[Entries taken from a collection]
..............................
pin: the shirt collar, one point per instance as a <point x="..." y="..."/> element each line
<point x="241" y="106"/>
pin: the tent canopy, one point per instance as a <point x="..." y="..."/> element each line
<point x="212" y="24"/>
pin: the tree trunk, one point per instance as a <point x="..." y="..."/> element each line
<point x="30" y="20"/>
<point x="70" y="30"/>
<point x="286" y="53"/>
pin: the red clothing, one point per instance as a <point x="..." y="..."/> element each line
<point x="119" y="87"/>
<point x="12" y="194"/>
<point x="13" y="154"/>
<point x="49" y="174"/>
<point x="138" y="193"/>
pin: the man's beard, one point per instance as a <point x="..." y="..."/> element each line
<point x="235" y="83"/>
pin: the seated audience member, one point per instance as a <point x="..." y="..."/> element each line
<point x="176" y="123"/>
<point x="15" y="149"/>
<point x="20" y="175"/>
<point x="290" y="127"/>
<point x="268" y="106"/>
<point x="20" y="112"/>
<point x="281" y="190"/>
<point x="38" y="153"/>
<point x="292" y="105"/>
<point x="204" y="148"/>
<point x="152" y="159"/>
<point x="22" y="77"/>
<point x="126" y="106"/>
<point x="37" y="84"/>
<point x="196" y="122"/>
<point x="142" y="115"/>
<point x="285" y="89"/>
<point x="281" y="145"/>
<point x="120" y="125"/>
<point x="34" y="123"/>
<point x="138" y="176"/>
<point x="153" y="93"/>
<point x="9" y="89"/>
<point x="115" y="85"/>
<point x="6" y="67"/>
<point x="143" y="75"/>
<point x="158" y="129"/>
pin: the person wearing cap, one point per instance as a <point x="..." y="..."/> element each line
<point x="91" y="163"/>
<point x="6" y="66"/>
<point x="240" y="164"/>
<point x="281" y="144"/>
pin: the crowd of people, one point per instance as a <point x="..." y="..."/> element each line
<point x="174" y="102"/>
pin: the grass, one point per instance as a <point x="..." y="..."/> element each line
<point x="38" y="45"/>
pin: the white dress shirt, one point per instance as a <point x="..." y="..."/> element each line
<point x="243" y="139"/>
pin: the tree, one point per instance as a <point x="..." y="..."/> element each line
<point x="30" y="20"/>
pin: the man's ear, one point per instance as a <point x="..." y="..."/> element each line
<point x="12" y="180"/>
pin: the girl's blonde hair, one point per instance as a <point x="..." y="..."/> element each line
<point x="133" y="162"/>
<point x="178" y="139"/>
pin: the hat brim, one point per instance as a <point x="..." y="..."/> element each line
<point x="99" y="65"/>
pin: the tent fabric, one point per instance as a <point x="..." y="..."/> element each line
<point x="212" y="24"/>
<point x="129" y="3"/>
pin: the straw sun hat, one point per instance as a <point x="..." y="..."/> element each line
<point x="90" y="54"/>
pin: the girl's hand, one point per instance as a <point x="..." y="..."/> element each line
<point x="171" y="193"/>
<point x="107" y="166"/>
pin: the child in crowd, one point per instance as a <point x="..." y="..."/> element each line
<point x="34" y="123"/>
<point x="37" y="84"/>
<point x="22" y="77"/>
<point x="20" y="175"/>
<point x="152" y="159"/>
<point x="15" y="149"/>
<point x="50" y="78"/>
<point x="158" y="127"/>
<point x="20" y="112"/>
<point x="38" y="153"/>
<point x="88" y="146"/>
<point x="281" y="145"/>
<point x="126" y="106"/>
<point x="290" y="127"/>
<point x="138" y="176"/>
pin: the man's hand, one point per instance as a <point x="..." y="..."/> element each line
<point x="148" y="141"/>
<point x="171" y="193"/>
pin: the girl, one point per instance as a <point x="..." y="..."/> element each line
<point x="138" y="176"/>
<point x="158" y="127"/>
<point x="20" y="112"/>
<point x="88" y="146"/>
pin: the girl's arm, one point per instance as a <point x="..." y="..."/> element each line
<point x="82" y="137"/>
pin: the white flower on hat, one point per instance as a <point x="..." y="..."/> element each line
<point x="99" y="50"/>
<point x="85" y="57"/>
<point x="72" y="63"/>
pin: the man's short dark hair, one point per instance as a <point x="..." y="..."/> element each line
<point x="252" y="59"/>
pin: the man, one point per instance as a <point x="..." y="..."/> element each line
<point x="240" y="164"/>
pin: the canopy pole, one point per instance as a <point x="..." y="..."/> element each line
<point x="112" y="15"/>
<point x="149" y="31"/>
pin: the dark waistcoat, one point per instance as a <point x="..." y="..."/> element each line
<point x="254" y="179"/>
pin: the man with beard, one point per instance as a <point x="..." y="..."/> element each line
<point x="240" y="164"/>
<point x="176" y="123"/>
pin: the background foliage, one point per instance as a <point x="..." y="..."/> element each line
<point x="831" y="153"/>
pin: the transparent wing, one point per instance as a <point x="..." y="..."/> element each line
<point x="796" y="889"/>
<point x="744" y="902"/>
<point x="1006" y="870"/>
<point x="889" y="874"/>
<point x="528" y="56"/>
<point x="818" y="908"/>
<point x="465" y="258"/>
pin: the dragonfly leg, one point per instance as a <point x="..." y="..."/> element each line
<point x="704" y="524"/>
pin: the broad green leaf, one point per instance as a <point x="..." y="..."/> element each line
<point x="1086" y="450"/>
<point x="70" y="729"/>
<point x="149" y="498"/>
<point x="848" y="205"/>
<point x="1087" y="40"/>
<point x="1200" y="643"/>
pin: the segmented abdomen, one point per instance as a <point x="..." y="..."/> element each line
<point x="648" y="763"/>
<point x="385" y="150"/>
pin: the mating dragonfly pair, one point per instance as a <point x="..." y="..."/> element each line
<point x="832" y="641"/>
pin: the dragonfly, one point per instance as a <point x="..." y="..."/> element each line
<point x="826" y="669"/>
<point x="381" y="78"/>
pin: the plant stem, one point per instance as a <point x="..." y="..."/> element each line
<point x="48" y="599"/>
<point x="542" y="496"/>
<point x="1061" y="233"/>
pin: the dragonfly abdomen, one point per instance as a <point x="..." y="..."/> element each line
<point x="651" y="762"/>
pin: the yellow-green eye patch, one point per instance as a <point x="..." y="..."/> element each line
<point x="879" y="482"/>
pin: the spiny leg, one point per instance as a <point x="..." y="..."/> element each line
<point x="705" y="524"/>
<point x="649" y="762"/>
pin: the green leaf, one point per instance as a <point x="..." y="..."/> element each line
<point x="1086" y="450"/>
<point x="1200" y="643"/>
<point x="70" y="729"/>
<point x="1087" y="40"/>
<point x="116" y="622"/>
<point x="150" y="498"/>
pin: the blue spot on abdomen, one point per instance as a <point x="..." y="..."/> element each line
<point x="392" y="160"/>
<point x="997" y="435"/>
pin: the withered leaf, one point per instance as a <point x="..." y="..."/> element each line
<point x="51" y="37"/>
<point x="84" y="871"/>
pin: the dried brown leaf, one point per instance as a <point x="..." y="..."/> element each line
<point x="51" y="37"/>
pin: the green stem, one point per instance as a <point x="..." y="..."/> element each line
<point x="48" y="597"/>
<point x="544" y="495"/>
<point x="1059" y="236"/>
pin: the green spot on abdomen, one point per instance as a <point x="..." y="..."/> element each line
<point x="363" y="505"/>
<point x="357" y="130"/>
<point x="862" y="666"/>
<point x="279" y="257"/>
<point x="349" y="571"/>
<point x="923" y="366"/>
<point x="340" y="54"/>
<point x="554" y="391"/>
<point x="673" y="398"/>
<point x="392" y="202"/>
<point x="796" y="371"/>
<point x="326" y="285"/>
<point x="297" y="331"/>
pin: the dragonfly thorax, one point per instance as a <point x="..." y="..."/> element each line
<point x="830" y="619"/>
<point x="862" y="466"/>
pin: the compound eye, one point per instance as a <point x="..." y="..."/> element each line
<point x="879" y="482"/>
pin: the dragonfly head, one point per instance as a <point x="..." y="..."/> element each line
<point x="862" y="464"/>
..............................
Every single entry is to be retyped exactly.

*EXERCISE RESULT:*
pin: the shirt collar, one point per instance as a <point x="..." y="..."/> element each line
<point x="241" y="106"/>
pin: the tent canopy, one point per instance as a <point x="..." y="..."/> element each line
<point x="212" y="24"/>
pin: the tree trunk, one point per instance as a <point x="..." y="..."/> element each line
<point x="30" y="20"/>
<point x="70" y="30"/>
<point x="286" y="53"/>
pin: the red clothing, one point per instance as a <point x="..." y="..."/> element each line
<point x="119" y="87"/>
<point x="12" y="194"/>
<point x="13" y="154"/>
<point x="49" y="174"/>
<point x="138" y="193"/>
pin: the man's beard, one point per instance as a <point x="..." y="..."/> element each line
<point x="235" y="83"/>
pin: the seated audience member, one point per instance as a <point x="..." y="..."/> element each line
<point x="176" y="123"/>
<point x="15" y="149"/>
<point x="20" y="175"/>
<point x="290" y="127"/>
<point x="268" y="106"/>
<point x="20" y="112"/>
<point x="281" y="190"/>
<point x="38" y="153"/>
<point x="292" y="105"/>
<point x="204" y="148"/>
<point x="152" y="159"/>
<point x="22" y="77"/>
<point x="126" y="106"/>
<point x="37" y="84"/>
<point x="196" y="122"/>
<point x="142" y="115"/>
<point x="285" y="89"/>
<point x="281" y="145"/>
<point x="120" y="125"/>
<point x="34" y="123"/>
<point x="138" y="176"/>
<point x="153" y="93"/>
<point x="9" y="89"/>
<point x="115" y="85"/>
<point x="6" y="67"/>
<point x="143" y="75"/>
<point x="158" y="129"/>
pin: the person wearing cap, one point per instance as a <point x="..." y="..."/> element each line
<point x="91" y="163"/>
<point x="6" y="66"/>
<point x="240" y="164"/>
<point x="281" y="144"/>
pin: the crowd of people, one point per instance as a <point x="..." y="..."/> element each line
<point x="174" y="102"/>
pin: the grass, one point per instance as a <point x="..." y="..."/> element each line
<point x="38" y="45"/>
pin: the white dress shirt, one point per instance as a <point x="..." y="..."/> element each line
<point x="243" y="139"/>
pin: the tree, one point per instance as a <point x="..." y="..."/> element each line
<point x="30" y="20"/>
pin: the man's ear, one point per instance as a <point x="..." y="..."/> element each line
<point x="12" y="180"/>
pin: the girl's blonde hair, one point per instance as a <point x="..." y="..."/> element each line
<point x="133" y="162"/>
<point x="178" y="139"/>
pin: the hat brim, one point per instance as a <point x="..." y="..."/> element each line
<point x="99" y="65"/>
pin: the tent fabric, one point per instance as a <point x="..." y="..."/> element each line
<point x="212" y="24"/>
<point x="129" y="3"/>
pin: the straw sun hat, one point per instance as a <point x="..." y="..."/> element each line
<point x="90" y="54"/>
pin: the girl's hand, one point per instance as a <point x="..." y="..."/> element each line
<point x="171" y="193"/>
<point x="107" y="166"/>
pin: the child in crowd, one point per instance as a <point x="..." y="..."/> element each line
<point x="34" y="123"/>
<point x="37" y="84"/>
<point x="22" y="77"/>
<point x="20" y="175"/>
<point x="152" y="159"/>
<point x="15" y="149"/>
<point x="50" y="78"/>
<point x="158" y="127"/>
<point x="20" y="112"/>
<point x="38" y="153"/>
<point x="88" y="146"/>
<point x="281" y="145"/>
<point x="126" y="106"/>
<point x="290" y="127"/>
<point x="138" y="176"/>
pin: the man's hand, one point per instance as a <point x="..." y="..."/> element each line
<point x="148" y="141"/>
<point x="171" y="193"/>
pin: the girl, one point per instance as a <point x="..." y="..."/> element each line
<point x="138" y="176"/>
<point x="158" y="127"/>
<point x="20" y="112"/>
<point x="88" y="146"/>
pin: the girl's arm, one point per instance as a <point x="..." y="..."/> element each line
<point x="82" y="137"/>
pin: the white flower on hat, one point per instance as a <point x="..." y="..."/> element each line
<point x="99" y="50"/>
<point x="85" y="57"/>
<point x="72" y="63"/>
pin: the man's short dark hair, one point per instance as a <point x="..." y="..."/> element each line
<point x="252" y="59"/>
pin: the man, one point per instance as a <point x="..." y="..."/> element each line
<point x="240" y="164"/>
pin: the canopy pole, one point per instance as a <point x="..." y="..."/> element each line
<point x="112" y="15"/>
<point x="149" y="31"/>
pin: the dark waistcoat, one point per instance as a <point x="..." y="..."/> element each line
<point x="254" y="179"/>
pin: the man with beard, one point per instance as a <point x="..." y="..."/> element each line
<point x="240" y="164"/>
<point x="176" y="123"/>
pin: the background foliage, one point per instance as a <point x="..." y="..."/> element each line
<point x="831" y="153"/>
pin: the transparent wing, one point per instance as a <point x="..." y="..."/> element each line
<point x="796" y="889"/>
<point x="744" y="902"/>
<point x="1006" y="870"/>
<point x="889" y="874"/>
<point x="528" y="56"/>
<point x="818" y="908"/>
<point x="465" y="258"/>
pin: the dragonfly leg, one point per instance as a <point x="..." y="..."/> element each line
<point x="704" y="524"/>
pin: the broad green leaf, one point per instance as a <point x="..." y="..."/> element each line
<point x="1086" y="450"/>
<point x="70" y="729"/>
<point x="149" y="498"/>
<point x="848" y="205"/>
<point x="1087" y="40"/>
<point x="1200" y="643"/>
pin: the segmented abdomen, one point per instance as a <point x="..." y="..."/> element each line
<point x="648" y="763"/>
<point x="385" y="150"/>
pin: the mating dragonfly pair, one point per instance as a <point x="..." y="..."/> element each line
<point x="832" y="641"/>
pin: the dragonfly, one point per instance as a <point x="..." y="..."/> element each line
<point x="826" y="669"/>
<point x="381" y="78"/>
pin: the plant stem, one point per instance as a <point x="..." y="..."/> element each line
<point x="48" y="599"/>
<point x="542" y="496"/>
<point x="1061" y="233"/>
pin: the dragonfly abdomen, one point per instance as a <point x="..." y="..."/> element each line
<point x="651" y="762"/>
pin: the yellow-green eye patch, one point per instance as a <point x="..." y="..."/> element each line
<point x="879" y="482"/>
pin: the spiny leg, one point per instance as a <point x="..." y="..."/> element each line
<point x="705" y="524"/>
<point x="649" y="762"/>
pin: the green leaf, one point per instance as a <point x="..." y="..."/> element each line
<point x="1086" y="450"/>
<point x="1200" y="643"/>
<point x="70" y="729"/>
<point x="1087" y="40"/>
<point x="116" y="622"/>
<point x="150" y="498"/>
pin: the blue spot on abdomen, one point per instance as a <point x="..." y="..."/> element each line
<point x="392" y="160"/>
<point x="997" y="435"/>
pin: the withered leaf, one point per instance as a <point x="..." y="..."/> element each line
<point x="51" y="37"/>
<point x="84" y="871"/>
pin: the dried brown leaf, one point per instance as a <point x="..." y="..."/> element each line
<point x="51" y="37"/>
pin: the green stem, one point per instance as a <point x="..." y="..."/> element each line
<point x="48" y="597"/>
<point x="544" y="495"/>
<point x="1059" y="236"/>
pin: the green spot on abdomen, one point per instance as a <point x="..." y="..."/> element each line
<point x="363" y="505"/>
<point x="357" y="130"/>
<point x="862" y="666"/>
<point x="279" y="257"/>
<point x="349" y="571"/>
<point x="923" y="366"/>
<point x="340" y="54"/>
<point x="554" y="391"/>
<point x="673" y="398"/>
<point x="392" y="202"/>
<point x="796" y="371"/>
<point x="326" y="285"/>
<point x="297" y="331"/>
pin: the dragonfly thorax, one point per instance as a <point x="..." y="..."/> element each line
<point x="830" y="619"/>
<point x="862" y="466"/>
pin: the compound eye, one point per instance as a <point x="..." y="..."/> element each line
<point x="879" y="482"/>
pin: the dragonfly head, one point per instance as a <point x="..." y="..."/> element each line
<point x="862" y="464"/>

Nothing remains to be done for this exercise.